<<<<
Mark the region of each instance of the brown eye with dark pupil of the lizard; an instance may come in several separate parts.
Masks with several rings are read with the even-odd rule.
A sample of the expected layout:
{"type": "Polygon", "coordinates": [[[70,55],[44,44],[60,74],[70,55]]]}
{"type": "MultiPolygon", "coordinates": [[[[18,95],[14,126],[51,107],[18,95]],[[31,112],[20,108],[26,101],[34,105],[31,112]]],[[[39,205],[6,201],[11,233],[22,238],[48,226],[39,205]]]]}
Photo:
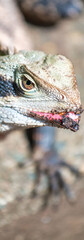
>>>>
Work order :: Find every line above that contains the word "type", and return each one.

Exercise solution ::
{"type": "Polygon", "coordinates": [[[70,55],[44,44],[60,74],[70,55]]]}
{"type": "MultiPolygon", "coordinates": [[[[18,95],[14,126],[51,107],[18,95]],[[31,112],[20,108],[26,101],[34,105],[31,112]]],[[[39,205],[6,201],[11,233],[22,238],[48,226],[39,205]]]]}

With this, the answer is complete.